Laurent Marti : "plus de faux pas à domicile"

Laurent, merci de nous accorder ces quelques instants pour un entretien au cours duquel nous allons revenir sur la fin de la saison dernière, l'intersaison, le premier tiers de cette saison et l'avenir.

Première interview depuis le 4 janvier 2013, où la dernière question portait sur la fin du championnat, tu déclarais être confiant et que le maintien allait se jouer à deux matchs de la fin contre Biarritz. Peux-tu revenir sur cette fin de saison ?

Le mois de janvier avait été très difficile, nous avions eu très peur à ce moment-là, marqués par la défaite contre le Racing ici à Bègles qui nous avait laissé penser que nous risquions d'être en danger car Agen revenait. Et puis très vite en février cela s'est inversé et nous avons vécu une fin de championnat fabuleuse, avec du jeu, avec des résultats historiques dont le 41 – 0 contre Toulon et puis que du bonheur sur la fin et l'apothéose contre Biarritz avec 33 000 personnes à Chaban et encore une belle victoire qui nous a donné beaucoup de force et de plaisir.

Donc l'Union s'est maintenue et a recruté des joueurs venant de divers horizons et de niveaux très différents comme Lonca et Auzqui qui arrivaient de F2. Peux-tu nous parler de ce recrutement et plus particulièrement des jeunes qui sont l'avenir de l'UBB ?

[Éléments d'annotation de régions]

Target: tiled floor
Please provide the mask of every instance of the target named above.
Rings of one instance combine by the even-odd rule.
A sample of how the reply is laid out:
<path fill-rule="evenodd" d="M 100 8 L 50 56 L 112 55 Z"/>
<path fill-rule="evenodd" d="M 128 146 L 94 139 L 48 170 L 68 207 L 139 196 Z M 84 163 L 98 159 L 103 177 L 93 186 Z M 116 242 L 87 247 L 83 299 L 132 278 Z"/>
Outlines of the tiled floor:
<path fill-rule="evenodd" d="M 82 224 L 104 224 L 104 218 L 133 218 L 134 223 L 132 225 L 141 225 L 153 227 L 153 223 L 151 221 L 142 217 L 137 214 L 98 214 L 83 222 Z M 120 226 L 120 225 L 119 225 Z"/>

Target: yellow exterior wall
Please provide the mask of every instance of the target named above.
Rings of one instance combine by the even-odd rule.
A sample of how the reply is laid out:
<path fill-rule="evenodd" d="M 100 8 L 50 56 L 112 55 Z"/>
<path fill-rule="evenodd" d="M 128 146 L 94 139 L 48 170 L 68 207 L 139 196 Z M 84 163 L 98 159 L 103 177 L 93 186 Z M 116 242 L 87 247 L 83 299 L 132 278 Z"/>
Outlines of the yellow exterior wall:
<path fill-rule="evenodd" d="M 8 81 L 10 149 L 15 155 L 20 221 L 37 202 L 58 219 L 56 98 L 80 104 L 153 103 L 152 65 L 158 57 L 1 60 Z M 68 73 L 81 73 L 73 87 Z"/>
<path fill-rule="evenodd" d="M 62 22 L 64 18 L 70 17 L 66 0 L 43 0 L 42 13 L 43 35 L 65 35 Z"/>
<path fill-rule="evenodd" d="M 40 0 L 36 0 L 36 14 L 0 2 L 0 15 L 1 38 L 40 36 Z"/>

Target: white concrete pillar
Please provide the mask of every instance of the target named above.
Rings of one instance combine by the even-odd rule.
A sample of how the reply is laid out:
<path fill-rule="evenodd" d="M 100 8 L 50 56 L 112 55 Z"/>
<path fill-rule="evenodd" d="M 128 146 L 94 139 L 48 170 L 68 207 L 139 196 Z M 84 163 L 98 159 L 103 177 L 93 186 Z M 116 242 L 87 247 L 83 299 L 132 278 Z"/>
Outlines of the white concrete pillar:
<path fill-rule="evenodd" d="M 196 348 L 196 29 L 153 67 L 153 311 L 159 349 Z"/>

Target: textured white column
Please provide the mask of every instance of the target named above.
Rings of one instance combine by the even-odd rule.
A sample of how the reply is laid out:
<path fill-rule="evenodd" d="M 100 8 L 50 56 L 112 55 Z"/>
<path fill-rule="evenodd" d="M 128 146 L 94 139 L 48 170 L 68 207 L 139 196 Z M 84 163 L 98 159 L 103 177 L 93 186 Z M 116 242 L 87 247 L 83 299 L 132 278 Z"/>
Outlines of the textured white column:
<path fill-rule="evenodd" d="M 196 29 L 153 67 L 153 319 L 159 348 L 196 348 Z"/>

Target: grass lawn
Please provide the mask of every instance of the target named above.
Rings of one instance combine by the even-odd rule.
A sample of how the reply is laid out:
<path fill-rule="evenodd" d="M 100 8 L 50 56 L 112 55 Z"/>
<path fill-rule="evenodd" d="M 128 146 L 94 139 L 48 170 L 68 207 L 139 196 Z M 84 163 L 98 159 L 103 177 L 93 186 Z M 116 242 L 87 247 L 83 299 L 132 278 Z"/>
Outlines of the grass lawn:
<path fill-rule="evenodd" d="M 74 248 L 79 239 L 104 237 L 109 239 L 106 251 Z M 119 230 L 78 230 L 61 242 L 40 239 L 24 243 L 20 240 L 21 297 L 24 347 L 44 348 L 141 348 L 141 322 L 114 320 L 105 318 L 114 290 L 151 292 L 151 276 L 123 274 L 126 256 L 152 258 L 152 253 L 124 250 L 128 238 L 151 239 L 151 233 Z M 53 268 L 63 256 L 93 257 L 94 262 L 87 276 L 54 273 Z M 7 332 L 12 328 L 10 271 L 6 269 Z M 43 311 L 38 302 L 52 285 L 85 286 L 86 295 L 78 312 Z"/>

▶ CONSIGNES:
- a) Recopiez à l'identique le passage de l'entretien avec Laurent Marti compris entre "Laurent, merci de" et "de saison ?", inclus.
- b) Dans l'entretien avec Laurent Marti, réécrivez sous forme de liste, s'il vous plaît, le paragraphe qui commence par « Le mois de janvier avait été très difficile ».
- c) Poursuivez l'entretien avec Laurent Marti à partir de l'endroit où il s'arrête.

▶ RÉPONSES PAR CONSIGNE:
- a)
Laurent, merci de nous accorder ces quelques instants pour un entretien au cours duquel nous allons revenir sur la fin de la saison dernière, l'intersaison, le premier tiers de cette saison et l'avenir.

Première interview depuis le 4 janvier 2013, où la dernière question portait sur la fin du championnat, tu déclarais être confiant et que le maintien allait se jouer à deux matchs de la fin contre Biarritz. Peux-tu revenir sur cette fin de saison ?

- b)
- Janvier : période très difficile, marquée par la défaite contre le Racing à Bègles et par la peur d'être en danger, car Agen revenait.
- Février : la situation s'inverse très vite.
- Fin de championnat fabuleuse, avec du jeu et des résultats historiques, dont le 41 – 0 contre Toulon.
- Apothéose contre Biarritz devant 33 000 personnes à Chaban, avec une belle victoire qui a donné beaucoup de force et de plaisir.

- c)
Il a commencé très tôt l'année dernière. Nous savions que nous manquions de puissance, d’où le recrutement de joueurs comme Benjamin Sa, Taiasina Tuifula, Alisio Fakaté, Poutasi Luafutu ou encore Thibault Lacroix derrière, et puis nous avons pris l’habitude d’aller chercher des jeunes en Fédérale. Il y a eu Camille Lopez, il y a cette année Benat Auzqui, que Régis Sonnes connaissait bien, Romain Lonca que Vincent Etcheto surveillait également, et Gillen Queheille que nous avons recruté à Mauléon. Et puis il y a nos jeunes du Centre de Formation qui pointent de plus en plus le bout de leur nez. Aujourd'hui on voit les Charles Brousse, Jean-Baptiste Lamotte, Darly Domvo, Gauthier Gibouin, Manu Saubusse, Baptiste Serin multiplier les temps de jeu. Nous voulons absolument continuer à développer la formation, qui représente l'avenir de ce club.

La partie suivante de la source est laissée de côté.